§ **INPUT FOR THIS TASK**

-- -- --

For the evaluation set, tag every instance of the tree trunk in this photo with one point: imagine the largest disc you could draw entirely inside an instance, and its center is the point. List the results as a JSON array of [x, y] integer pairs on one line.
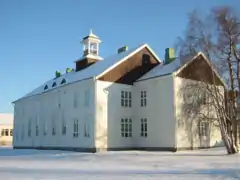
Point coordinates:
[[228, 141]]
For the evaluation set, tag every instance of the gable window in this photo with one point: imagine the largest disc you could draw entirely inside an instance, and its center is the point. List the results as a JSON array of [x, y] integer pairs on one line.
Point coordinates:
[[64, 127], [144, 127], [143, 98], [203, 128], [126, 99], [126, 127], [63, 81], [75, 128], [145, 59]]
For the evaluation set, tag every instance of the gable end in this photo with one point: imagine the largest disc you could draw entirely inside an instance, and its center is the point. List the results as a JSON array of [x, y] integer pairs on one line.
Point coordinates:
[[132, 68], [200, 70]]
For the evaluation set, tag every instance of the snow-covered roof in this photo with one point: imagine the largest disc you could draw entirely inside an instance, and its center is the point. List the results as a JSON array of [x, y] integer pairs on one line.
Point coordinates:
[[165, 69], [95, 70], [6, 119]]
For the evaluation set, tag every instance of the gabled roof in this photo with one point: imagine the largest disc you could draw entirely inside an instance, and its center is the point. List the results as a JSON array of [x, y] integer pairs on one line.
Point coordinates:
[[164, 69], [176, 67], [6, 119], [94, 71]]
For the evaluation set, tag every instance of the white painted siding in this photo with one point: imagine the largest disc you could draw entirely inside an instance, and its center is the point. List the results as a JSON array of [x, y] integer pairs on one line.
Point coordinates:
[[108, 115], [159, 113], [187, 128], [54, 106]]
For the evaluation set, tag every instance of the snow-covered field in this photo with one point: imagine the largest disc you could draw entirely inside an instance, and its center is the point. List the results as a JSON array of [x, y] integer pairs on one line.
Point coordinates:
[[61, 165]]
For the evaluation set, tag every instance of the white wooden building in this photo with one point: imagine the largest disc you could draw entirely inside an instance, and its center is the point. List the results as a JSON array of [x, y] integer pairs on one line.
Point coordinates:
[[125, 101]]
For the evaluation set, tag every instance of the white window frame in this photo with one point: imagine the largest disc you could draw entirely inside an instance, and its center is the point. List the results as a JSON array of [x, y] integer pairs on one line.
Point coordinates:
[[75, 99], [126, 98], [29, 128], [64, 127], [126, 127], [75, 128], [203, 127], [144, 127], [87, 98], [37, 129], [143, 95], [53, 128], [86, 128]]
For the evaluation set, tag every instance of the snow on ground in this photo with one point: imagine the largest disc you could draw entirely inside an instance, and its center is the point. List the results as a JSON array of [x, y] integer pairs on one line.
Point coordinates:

-- -- --

§ **REQUIREMENT**
Revise the material above so that "evaluation set" becomes "test set" everywhere, with everything else left as it is. Omit the pictures from your version.

§ **RESULT OF THE TASK**
For the test set, tag every instance of the tree trunk in this photo with one point: imagine the largest disc you could draw entirely inside an instance, and its center is the point. List the results as a JSON array of [x, y] integer pairs on one line.
Point coordinates:
[[228, 141]]
For the test set, tag every instance of the gable window in this photo with one point: imagine the largest disc you could draw entirely inside an instance, and its center is the point. List the results as a JSON array of [x, y] integer pairs on one line.
Point coordinates:
[[64, 127], [144, 127], [143, 98], [203, 128], [126, 99], [126, 127], [63, 81], [75, 128], [145, 59]]
For the test set, tag every instance of the gable end in this photo with one point: imagine the largest disc you could draw entirely inside an instance, and its center is the point. List the results as a JSON array of [x, y] integer pairs on one line.
Point coordinates:
[[132, 68], [200, 70]]
For the test set, tag every instance of the snow-covered roof in this photo with one point: imagine the largest disc you could draw entirely inside an instance, and its center is the point. List the results as a JSON array of [x, y] integer pairs on one line.
Point coordinates:
[[165, 69], [95, 70], [6, 119]]
For the test set, tag every instance of the gabled roof in this photo with one point: imagine the largest disc you could draw entirely inside an instance, and its center is the point. List the results as a JSON array of [x, y] integer pairs on one line.
Point coordinates:
[[164, 69], [176, 67], [6, 119], [94, 71]]
For the test set, tag every instance of the white painted siding in this photo with one point: imagine the largest disc you could draw entirely inside an instance, and its center is the point. List the results as a JSON array of [x, y] integer pairs on one line.
Point coordinates:
[[108, 115], [159, 113], [187, 128], [54, 106]]
For the test set, tag every instance of the snow-covered field in this photo with one point: imagine the largest disc you could draw entirely inside an instance, and its center is the point. List the results as a JSON array of [x, y] integer pairs on one line.
Point coordinates:
[[61, 165]]
For the test set, tag every instance of the white wooden building in this photo with one point: imagine the largest disc you could draw entirely inside an instance, and its center is the point. List the results as a JSON array of [x, y] integer pairs on one line.
Point coordinates:
[[125, 101]]
For the test set, tag every instance of the white window frame in this photo with one point: imagine the largest disc you could draw entirely inside an instance, and its center is the point. List the results as a JSON array of [x, y] integer pairs on one line.
Point coordinates:
[[75, 99], [126, 98], [29, 128], [64, 127], [126, 127], [75, 128], [203, 127], [144, 127], [87, 98], [37, 129], [143, 95], [53, 128], [86, 128]]
For the test set, tag every instance of the snow on ground in this photo with one point: imagine the largest disc you could draw entirely inside an instance, and its center is the point. List the results as a JSON array of [x, y] integer pairs on one line.
Point coordinates:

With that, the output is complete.